:: Source records ::

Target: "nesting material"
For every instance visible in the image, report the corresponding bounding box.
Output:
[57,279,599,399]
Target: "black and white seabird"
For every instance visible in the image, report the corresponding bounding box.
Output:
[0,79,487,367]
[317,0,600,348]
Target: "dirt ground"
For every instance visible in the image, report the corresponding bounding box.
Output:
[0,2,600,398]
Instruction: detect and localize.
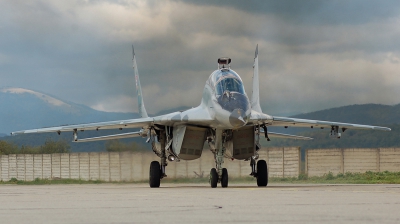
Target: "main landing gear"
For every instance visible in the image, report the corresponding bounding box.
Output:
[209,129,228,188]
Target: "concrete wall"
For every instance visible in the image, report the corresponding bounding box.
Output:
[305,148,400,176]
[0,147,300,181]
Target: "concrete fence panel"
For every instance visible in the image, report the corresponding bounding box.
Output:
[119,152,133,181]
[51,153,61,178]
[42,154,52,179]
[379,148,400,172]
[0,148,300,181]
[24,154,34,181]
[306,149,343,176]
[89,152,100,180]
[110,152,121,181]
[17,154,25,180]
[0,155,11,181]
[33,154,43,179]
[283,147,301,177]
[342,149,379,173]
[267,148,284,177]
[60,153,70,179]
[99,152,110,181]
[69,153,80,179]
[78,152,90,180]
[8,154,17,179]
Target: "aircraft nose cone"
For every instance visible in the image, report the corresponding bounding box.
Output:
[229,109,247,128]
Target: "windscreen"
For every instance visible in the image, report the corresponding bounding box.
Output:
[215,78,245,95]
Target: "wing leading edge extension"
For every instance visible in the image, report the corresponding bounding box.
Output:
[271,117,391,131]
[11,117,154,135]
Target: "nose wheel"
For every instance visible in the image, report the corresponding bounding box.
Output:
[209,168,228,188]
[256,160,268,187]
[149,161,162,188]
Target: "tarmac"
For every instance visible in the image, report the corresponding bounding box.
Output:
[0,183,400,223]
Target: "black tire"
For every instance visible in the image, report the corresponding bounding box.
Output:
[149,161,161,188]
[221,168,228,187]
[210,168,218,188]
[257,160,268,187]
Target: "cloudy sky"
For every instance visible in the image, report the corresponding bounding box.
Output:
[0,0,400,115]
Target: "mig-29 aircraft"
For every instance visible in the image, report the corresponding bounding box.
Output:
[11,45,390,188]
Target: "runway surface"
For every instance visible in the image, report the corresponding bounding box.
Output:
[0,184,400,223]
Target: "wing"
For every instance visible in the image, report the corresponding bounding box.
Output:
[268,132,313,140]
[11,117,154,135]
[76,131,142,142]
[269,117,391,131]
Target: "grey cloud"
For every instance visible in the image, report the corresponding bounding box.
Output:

:::

§ **Exercise description**: Reproduce every line of the records, requests included, from the first line through the line containing "[0,2,600,398]". Scale each answer coordinate by 0.9, rounding to whole numbers with halves going up, and leave the requests unchanged.

§ **Result for this exercise**:
Target: "nesting material"
For every instance visible in the image, report the corresponding bounding box.
Output:
[51,251,539,359]
Target: "black and white seabird"
For every instance visible in the image, report the corresponding bounding box.
Output:
[0,71,438,330]
[285,0,540,313]
Target: "dirt ground"
For every instance visible in the image, report the corresponding bounding box.
Output:
[0,2,540,358]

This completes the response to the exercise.